TASK STATEMENT: Repeat every entry word for word. Images do not belong in the copy.

● ● ● ● ● ● ●

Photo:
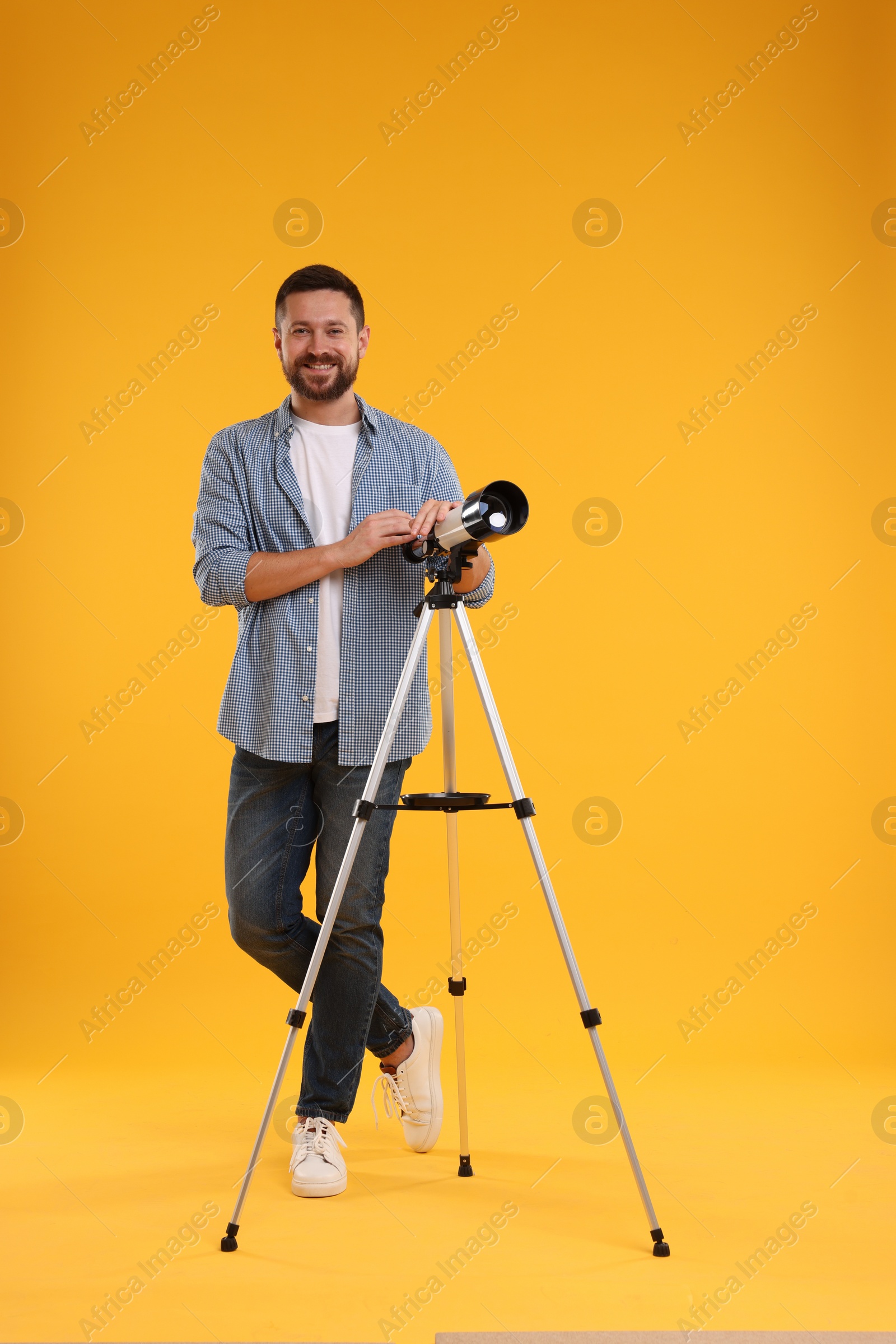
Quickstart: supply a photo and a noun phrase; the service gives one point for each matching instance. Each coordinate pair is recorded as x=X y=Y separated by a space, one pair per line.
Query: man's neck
x=342 y=412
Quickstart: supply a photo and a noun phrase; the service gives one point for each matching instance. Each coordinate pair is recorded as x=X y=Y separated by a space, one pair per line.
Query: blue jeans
x=277 y=813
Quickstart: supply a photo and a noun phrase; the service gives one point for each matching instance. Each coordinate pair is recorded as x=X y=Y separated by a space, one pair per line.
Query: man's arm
x=274 y=573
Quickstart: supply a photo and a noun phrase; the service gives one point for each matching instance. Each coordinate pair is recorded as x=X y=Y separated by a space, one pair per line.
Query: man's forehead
x=320 y=305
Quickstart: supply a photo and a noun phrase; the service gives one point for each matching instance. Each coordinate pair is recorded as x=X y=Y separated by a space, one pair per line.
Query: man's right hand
x=375 y=534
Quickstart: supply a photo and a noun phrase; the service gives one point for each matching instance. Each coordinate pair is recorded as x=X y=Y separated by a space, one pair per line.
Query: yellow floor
x=110 y=1167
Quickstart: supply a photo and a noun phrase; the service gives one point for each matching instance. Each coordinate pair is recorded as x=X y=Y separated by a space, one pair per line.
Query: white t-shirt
x=323 y=460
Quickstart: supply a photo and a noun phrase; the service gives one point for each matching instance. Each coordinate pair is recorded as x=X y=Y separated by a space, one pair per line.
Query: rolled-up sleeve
x=222 y=533
x=445 y=486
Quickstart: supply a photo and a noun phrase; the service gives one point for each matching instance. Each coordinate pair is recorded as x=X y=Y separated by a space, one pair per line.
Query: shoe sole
x=437 y=1030
x=320 y=1190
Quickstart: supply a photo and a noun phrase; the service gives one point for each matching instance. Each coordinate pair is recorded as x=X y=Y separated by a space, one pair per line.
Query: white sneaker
x=414 y=1092
x=318 y=1164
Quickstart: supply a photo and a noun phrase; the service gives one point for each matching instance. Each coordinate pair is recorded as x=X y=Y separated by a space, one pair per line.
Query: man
x=300 y=523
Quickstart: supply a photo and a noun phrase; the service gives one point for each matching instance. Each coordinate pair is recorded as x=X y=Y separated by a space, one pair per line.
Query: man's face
x=319 y=345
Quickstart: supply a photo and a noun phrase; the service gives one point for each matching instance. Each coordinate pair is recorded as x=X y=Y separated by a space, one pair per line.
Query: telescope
x=497 y=510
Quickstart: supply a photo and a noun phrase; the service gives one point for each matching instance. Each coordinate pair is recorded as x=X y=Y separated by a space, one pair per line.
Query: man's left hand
x=430 y=514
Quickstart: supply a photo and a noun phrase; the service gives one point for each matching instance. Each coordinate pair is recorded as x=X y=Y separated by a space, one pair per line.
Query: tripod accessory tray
x=442 y=803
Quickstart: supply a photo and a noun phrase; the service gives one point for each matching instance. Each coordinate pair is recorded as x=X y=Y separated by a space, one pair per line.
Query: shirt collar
x=284 y=424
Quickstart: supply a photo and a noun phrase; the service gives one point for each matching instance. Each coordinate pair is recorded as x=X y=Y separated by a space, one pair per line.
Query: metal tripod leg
x=590 y=1015
x=296 y=1016
x=457 y=983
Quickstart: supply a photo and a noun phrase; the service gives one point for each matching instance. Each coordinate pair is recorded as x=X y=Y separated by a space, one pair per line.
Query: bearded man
x=300 y=523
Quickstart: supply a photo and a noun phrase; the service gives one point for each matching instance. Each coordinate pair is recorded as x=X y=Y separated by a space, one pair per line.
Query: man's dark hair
x=320 y=277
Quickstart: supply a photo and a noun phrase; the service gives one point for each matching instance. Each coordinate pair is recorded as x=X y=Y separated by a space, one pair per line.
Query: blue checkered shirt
x=250 y=500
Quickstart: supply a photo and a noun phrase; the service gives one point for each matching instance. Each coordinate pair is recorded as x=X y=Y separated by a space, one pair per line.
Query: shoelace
x=395 y=1101
x=315 y=1134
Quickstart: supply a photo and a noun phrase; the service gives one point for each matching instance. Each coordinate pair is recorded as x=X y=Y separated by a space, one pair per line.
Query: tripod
x=444 y=600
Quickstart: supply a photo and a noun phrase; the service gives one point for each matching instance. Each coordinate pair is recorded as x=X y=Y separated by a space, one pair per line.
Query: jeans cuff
x=338 y=1117
x=395 y=1039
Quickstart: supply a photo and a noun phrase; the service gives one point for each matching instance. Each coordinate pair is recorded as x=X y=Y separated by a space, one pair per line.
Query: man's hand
x=273 y=573
x=378 y=531
x=430 y=514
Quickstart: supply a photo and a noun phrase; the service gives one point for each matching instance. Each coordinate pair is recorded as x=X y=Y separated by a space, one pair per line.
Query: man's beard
x=344 y=379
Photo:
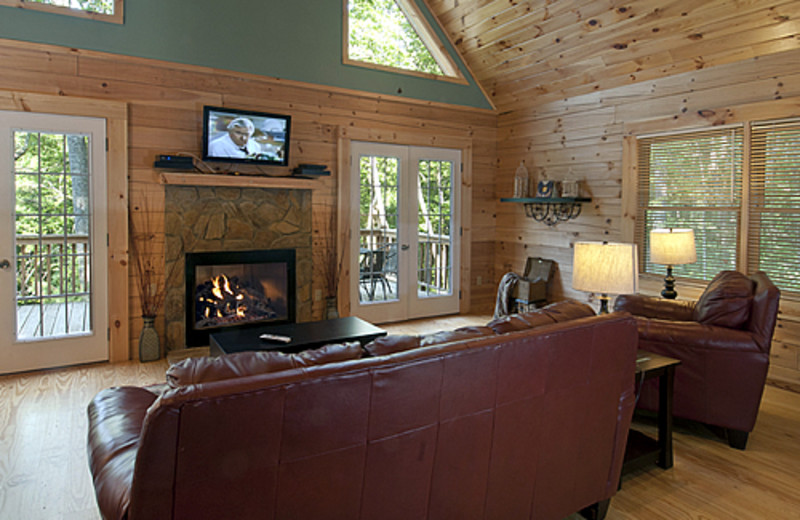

● ● ● ● ● ● ●

RESPONSE AREA:
Photo:
Quickstart: supply a photo and a noun phrase; the service gives one point for each matching instance. Each coordinate pair is recorded as x=X y=Y separated by a space, one pair per line.
Query: man's neck
x=342 y=412
Quickstart: supply a photo and a noun phrase; the service gives one point for each matching instance. Each coordinate pair is recorded as x=X y=Y separated by a space, one pair per line.
Query: blue jeans
x=277 y=813
Quickstart: supply a photo and a noun phrase; the service gives one point for each matching instance. Each coordinate pair is recorded as x=X y=Y separated by a space, one pair per line.
Query: man's arm
x=274 y=573
Quickstart: supply a photo and a noun phrase; the service gives one point for each matching instance. Each coordinate pair is recorded as x=X y=Y separated by a space, one pair per line.
Query: man's forehead
x=320 y=305
Quickstart: supply a photo and a noun phrase; the service gives one point for each matching instance. Each coordinate pair is recorded as x=X y=Y separated by a space, one pair per line.
Query: man's right hand
x=375 y=534
Quickstart: supply a photo and a noun phrase; the service gives one point for each matching instance. Each coordinate pair is recorded as x=X y=Y separated by a space, one pair per line.
Query: yellow floor
x=110 y=1167
Quickstart: supply a photo and a noun phrase; the service gives one point for each matching instance. Each coordinate pair is recorded as x=X y=Y separated by a space, one pair per line.
Query: white t-shirt
x=323 y=460
Quickstart: supply a photo and a noun phrase; the service gives one point for each matching instance. Each coordinate pair is recorded as x=X y=Y separated by a space, one pair per line.
Query: rolled-up sleeve
x=222 y=533
x=445 y=486
Quickstart: supply a photo and a noun phrase; the service gives one point for each matching instance. Each coordinate pair is recorded as x=X y=Y separated by a space, one pair per line.
Query: shoe sole
x=437 y=1030
x=320 y=1190
Quickstart: supply a photo and a noun phrase; the service gives one point for each matching instance. Each coordinate pair is recorded as x=X y=Y separated by a space, one pair per line.
Query: white sneaker
x=414 y=1092
x=318 y=1164
Quickstart: supply a photo and a noun phrase; the service gives one point for each matching instance. Each coordinate pair is recorded as x=X y=Y separated by a space, one pair per line.
Query: man
x=300 y=523
Quickstart: supply a photo and a noun phrase; the service gives one point for each matching instance. Each coordinate pair is recorded as x=X y=Y separated by a space, one pair per line.
Query: man's face
x=319 y=345
Quickstart: supply a photo and a noun phrase; the service gives one point for each matching instance. Each coordinate pair is recorded as x=X y=Y separated by a space, one pair per line.
Query: telescope
x=497 y=510
Quickstart: supply a photo and a noun phrase; the service gives one point for each matching instance. Each coordinate pair is recorded as x=X y=Y separated by a space, one pair per line.
Query: man's left hand
x=430 y=514
Quickstart: supply a photo and a noun phrase; the service gives one point for each matching instance. Each coordinate pair is recorded as x=X y=Y separated by a space, one pair per line.
Query: tripod accessory tray
x=442 y=803
Quickstart: supply a photo and a noun phrase; the service gives one point for each matching instance. Each coordinate pair is recorded as x=X y=Y separated by a space, one pair per line.
Query: shirt collar
x=284 y=424
Quickstart: supply a photo and a noun phrase; the service gives one point for each matching instance. Each coordinate pair is recorded as x=X y=Y separated by a space, one pair per line.
Query: metal tripod leg
x=590 y=1015
x=296 y=1016
x=457 y=983
Quickstart: supply a photo and a noun phrase; the service gives one point for each matching instance. Each coordinate pair is recorded as x=X y=Y separated by a space, one pair per line.
Query: bearded man
x=300 y=523
Quickstart: supply a photo and a noun phrase; the service gives one point for each matching instance. Each coordinate pair is recorded as x=X y=Y separated by a space, one pair per line.
Query: man's dark hair
x=320 y=277
Quickstart: supply a photo and a noun phrase; the service gives one point for each matching instance. Each coordinate pair is recorded as x=X y=Y separated by a space, one pair per line.
Query: blue checkered shirt
x=250 y=500
Quickstart: supply a photo and a noun phrase; the service gives one point for each matching instance. Each coordinate pair is recorded as x=X y=Y separated by a space, one pair per line.
Query: shoelace
x=395 y=1101
x=315 y=1134
Quickstart: supply a photo and a noun phrase; the service gives one point for each matching instance. Each coordinate pair is recorded as x=X y=Y separated by a space, one pair per line.
Query: tripod
x=444 y=600
Quickstart: supply a photo and a noun phrase; the service gives one point for each matching instance. Each coordinate pair is recorded as x=X y=Y separated by a space, one pair per line.
Query: jeans cuff
x=338 y=1117
x=395 y=1039
Quickstart: supply a photo and a noun phrase; the service gives one point for each matching instance. Each coordinate pair is recorded as x=X y=Y separated by a space, one pair per line.
Query: man's hand
x=273 y=573
x=378 y=531
x=430 y=514
Quickstart: supply a photo and a noun phrase; the service gives one point for each matching instance. Each coordinate pair is recorded as x=X y=Y separated by a space, one pair per line.
Query: man's beard
x=344 y=379
Photo:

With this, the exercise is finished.